GOAL OF THE EXERCISE -> Extract every line of the material below and reproduce each one verbatim, in the original order, with no changes to spacing or punctuation.

•••••

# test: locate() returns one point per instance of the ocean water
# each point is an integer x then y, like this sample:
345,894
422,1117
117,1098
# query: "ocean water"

•••••

EXERCISE SOLUTION ->
# test: locate() returns one point per instance of the ocean water
# each point is an integer x then y, like this sample:
345,894
422,1117
117,1098
# query: "ocean water"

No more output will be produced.